**EXERCISE DIRECTIONS**
Format the lines of the records below, from the line containing "A rule for this batch: each instance of the monstera plant" through the line containing "column 102, row 133", inclusive, as a Markdown table with two columns, Number and Entry. Give each line its own row and skip blank lines.
* * *
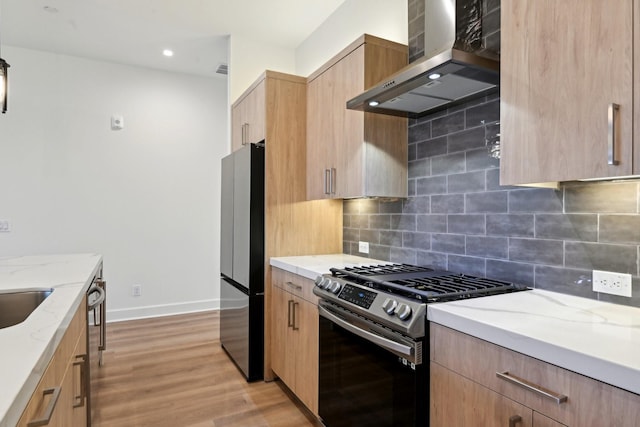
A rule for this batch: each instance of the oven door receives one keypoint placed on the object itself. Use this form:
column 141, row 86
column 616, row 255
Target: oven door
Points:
column 363, row 378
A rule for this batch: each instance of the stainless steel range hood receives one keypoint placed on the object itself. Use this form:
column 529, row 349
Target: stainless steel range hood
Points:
column 455, row 68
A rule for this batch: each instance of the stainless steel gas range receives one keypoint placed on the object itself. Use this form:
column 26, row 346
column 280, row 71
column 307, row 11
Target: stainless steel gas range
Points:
column 373, row 340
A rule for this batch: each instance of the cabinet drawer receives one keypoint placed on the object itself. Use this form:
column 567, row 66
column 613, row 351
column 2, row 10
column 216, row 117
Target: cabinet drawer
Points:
column 294, row 284
column 588, row 401
column 57, row 378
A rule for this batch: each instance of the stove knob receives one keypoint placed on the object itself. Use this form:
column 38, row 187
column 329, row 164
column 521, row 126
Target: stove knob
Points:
column 403, row 312
column 335, row 287
column 324, row 283
column 389, row 306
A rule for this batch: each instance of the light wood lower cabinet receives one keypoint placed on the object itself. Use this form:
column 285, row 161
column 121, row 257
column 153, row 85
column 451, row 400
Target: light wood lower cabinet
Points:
column 61, row 394
column 466, row 390
column 295, row 336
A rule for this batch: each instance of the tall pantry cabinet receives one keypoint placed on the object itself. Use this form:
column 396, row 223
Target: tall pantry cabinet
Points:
column 293, row 225
column 351, row 153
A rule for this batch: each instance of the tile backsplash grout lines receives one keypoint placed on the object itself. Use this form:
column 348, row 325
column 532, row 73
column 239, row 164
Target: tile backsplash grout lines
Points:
column 465, row 221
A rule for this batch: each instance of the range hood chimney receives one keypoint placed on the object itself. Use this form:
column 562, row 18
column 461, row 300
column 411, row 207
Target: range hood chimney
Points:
column 455, row 67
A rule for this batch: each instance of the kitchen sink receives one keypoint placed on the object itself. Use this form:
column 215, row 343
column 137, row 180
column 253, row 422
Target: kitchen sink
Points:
column 16, row 306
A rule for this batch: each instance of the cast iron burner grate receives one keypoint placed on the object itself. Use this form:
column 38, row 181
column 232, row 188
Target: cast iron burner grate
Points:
column 423, row 283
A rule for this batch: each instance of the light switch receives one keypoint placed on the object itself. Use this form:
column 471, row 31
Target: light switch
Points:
column 117, row 122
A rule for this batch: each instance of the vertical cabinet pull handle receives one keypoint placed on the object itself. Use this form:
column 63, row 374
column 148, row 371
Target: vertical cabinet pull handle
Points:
column 55, row 392
column 289, row 316
column 327, row 178
column 332, row 181
column 295, row 326
column 556, row 397
column 79, row 400
column 612, row 114
column 514, row 419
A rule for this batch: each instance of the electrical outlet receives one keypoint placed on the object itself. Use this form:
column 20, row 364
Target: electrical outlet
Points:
column 612, row 283
column 136, row 290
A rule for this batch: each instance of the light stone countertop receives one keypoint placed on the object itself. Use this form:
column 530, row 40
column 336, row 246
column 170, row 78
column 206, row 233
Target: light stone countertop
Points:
column 597, row 339
column 27, row 348
column 312, row 266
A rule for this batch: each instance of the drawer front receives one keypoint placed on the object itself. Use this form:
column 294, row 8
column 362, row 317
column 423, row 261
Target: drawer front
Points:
column 588, row 401
column 294, row 284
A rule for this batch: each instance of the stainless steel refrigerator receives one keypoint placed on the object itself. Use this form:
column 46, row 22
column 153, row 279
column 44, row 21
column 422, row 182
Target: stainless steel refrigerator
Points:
column 242, row 259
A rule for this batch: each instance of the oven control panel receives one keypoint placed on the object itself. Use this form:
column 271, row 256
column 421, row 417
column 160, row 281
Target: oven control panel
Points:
column 358, row 296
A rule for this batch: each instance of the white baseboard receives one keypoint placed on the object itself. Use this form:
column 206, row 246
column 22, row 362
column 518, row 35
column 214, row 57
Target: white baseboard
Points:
column 122, row 314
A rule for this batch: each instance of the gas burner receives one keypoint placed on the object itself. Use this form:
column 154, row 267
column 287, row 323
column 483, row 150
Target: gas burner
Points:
column 422, row 283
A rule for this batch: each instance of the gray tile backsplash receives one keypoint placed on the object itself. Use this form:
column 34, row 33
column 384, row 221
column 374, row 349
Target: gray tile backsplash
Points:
column 461, row 219
column 458, row 217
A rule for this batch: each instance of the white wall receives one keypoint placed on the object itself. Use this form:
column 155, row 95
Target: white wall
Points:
column 383, row 18
column 249, row 58
column 146, row 197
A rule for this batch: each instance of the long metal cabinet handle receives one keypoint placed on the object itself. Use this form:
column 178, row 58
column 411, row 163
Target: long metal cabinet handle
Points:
column 55, row 392
column 514, row 419
column 332, row 181
column 295, row 326
column 611, row 134
column 79, row 400
column 289, row 318
column 376, row 339
column 556, row 397
column 298, row 287
column 327, row 178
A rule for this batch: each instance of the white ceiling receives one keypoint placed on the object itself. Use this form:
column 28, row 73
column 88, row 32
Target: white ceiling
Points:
column 136, row 31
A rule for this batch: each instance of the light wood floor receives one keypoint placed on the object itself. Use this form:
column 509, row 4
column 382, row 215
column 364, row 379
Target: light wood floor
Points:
column 172, row 371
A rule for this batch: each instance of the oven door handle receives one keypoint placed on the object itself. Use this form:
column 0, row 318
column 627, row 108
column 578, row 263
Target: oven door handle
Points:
column 374, row 338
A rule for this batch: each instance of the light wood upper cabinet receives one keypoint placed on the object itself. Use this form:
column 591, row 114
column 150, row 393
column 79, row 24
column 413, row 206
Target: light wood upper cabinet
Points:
column 248, row 117
column 352, row 153
column 61, row 386
column 563, row 64
column 295, row 335
column 293, row 225
column 464, row 379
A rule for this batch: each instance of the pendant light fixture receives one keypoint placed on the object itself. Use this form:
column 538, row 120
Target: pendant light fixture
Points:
column 4, row 68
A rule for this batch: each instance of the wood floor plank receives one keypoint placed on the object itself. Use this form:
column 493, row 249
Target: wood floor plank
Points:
column 172, row 371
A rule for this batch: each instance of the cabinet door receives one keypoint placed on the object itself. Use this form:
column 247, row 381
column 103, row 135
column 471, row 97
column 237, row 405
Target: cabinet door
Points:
column 349, row 77
column 305, row 343
column 540, row 420
column 322, row 131
column 563, row 64
column 457, row 401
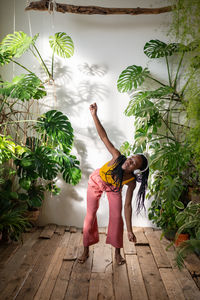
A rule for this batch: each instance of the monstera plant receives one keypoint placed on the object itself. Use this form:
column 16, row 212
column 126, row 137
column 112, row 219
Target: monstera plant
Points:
column 36, row 148
column 161, row 127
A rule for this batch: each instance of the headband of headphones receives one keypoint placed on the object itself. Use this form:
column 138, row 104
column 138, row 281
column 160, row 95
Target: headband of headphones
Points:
column 138, row 171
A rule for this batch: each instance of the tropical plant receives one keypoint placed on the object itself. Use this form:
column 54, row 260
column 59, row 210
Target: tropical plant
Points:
column 161, row 128
column 184, row 27
column 37, row 147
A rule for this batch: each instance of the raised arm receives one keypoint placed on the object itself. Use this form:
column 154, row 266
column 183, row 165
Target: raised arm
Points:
column 128, row 210
column 102, row 133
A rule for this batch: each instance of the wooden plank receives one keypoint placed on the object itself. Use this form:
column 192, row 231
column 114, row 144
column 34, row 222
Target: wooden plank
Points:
column 73, row 248
column 16, row 260
column 159, row 254
column 78, row 286
column 101, row 286
column 129, row 247
column 48, row 231
column 192, row 263
column 147, row 229
column 153, row 282
column 36, row 276
column 189, row 288
column 48, row 282
column 73, row 229
column 140, row 236
column 62, row 280
column 171, row 284
column 63, row 277
column 18, row 277
column 7, row 251
column 121, row 283
column 138, row 289
column 60, row 229
column 102, row 255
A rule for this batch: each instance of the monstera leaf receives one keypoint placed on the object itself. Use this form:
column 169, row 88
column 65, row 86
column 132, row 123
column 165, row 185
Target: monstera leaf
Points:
column 133, row 76
column 157, row 48
column 40, row 163
column 71, row 171
column 24, row 87
column 140, row 105
column 69, row 166
column 62, row 44
column 5, row 57
column 56, row 125
column 17, row 43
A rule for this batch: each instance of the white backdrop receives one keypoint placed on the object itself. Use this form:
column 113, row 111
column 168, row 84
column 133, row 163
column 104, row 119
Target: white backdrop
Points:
column 104, row 46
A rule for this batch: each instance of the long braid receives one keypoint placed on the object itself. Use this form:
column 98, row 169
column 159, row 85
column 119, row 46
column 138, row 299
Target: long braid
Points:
column 117, row 173
column 143, row 178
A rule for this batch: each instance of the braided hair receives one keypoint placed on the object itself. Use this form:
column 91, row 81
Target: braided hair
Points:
column 117, row 175
column 143, row 179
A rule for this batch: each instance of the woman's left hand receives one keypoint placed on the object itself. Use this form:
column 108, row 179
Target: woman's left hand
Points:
column 132, row 237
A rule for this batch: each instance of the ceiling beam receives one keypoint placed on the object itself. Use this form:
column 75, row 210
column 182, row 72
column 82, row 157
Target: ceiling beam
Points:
column 45, row 5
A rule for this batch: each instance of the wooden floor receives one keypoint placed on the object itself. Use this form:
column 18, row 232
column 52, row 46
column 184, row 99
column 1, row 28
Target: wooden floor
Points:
column 45, row 267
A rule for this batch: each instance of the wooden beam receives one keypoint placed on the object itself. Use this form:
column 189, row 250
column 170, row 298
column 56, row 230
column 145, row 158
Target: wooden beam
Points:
column 43, row 5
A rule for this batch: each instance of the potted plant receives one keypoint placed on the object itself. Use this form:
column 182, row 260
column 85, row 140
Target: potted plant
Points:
column 37, row 146
column 189, row 222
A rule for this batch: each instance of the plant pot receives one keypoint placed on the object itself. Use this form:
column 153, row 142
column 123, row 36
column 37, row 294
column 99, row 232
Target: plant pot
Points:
column 181, row 238
column 33, row 215
column 194, row 195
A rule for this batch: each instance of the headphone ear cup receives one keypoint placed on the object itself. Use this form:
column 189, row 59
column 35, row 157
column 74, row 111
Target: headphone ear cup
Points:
column 138, row 171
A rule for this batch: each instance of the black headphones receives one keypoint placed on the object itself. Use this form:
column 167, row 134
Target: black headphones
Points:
column 138, row 171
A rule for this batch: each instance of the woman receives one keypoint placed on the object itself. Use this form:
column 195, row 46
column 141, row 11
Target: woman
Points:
column 111, row 178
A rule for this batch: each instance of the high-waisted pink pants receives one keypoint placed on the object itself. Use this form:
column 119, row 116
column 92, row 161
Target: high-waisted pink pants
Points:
column 96, row 186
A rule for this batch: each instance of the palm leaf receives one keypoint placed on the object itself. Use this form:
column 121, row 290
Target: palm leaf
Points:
column 132, row 76
column 56, row 125
column 62, row 44
column 24, row 87
column 17, row 43
column 5, row 57
column 157, row 48
column 71, row 171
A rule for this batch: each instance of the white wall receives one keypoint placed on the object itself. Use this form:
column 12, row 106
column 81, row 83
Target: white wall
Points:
column 111, row 43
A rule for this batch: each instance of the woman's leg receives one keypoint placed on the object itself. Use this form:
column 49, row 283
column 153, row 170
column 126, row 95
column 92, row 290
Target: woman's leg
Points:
column 90, row 226
column 116, row 224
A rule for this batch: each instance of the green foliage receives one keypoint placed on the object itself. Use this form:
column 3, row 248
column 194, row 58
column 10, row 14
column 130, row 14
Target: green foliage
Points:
column 23, row 87
column 57, row 126
column 16, row 43
column 132, row 76
column 5, row 56
column 38, row 149
column 7, row 148
column 35, row 195
column 157, row 49
column 62, row 44
column 161, row 128
column 185, row 248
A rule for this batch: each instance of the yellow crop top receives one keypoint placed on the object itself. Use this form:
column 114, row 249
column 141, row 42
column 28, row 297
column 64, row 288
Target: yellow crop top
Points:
column 108, row 178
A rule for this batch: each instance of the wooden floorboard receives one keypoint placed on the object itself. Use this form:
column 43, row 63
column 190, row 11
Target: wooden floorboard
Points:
column 45, row 267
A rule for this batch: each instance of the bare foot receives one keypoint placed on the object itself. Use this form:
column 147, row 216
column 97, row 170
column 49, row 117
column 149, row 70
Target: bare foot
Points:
column 119, row 259
column 83, row 257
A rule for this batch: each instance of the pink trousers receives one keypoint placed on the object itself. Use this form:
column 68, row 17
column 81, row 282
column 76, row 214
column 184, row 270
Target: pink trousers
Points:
column 96, row 186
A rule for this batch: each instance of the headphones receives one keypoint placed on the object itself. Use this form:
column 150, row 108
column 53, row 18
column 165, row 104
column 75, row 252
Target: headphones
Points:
column 138, row 171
* * *
**FULL RESPONSE**
| Number | Entry |
|---|---|
| 1 | A rule for this batch: each instance of the monstera plant receives one keypoint placed on the object itself. Use this form: |
| 2 | column 16, row 212 |
| 3 | column 126, row 137 |
| 4 | column 112, row 219 |
| 5 | Target: monstera plant |
| 6 | Points: |
| 7 | column 36, row 148 |
| 8 | column 161, row 127 |
| 9 | A rule for this batch: each instance of the headband of headphones receives one keypoint placed on the object itself. Use this form: |
| 10 | column 138, row 104 |
| 11 | column 138, row 281 |
| 12 | column 160, row 95 |
| 13 | Target: headband of headphones |
| 14 | Points: |
| 15 | column 138, row 171 |
| 16 | A rule for this batch: each instance of the tropical plant receives one keypoint placed on the object itself. Use this form: |
| 17 | column 54, row 260 |
| 18 | column 59, row 210 |
| 19 | Target: tropical plant |
| 20 | Points: |
| 21 | column 161, row 128 |
| 22 | column 184, row 27 |
| 23 | column 37, row 147 |
| 24 | A rule for this batch: each instance of the raised arm receives one keypoint placed on the object itself. Use this form: |
| 25 | column 154, row 266 |
| 26 | column 183, row 165 |
| 27 | Target: raised arm |
| 28 | Points: |
| 29 | column 128, row 210 |
| 30 | column 102, row 133 |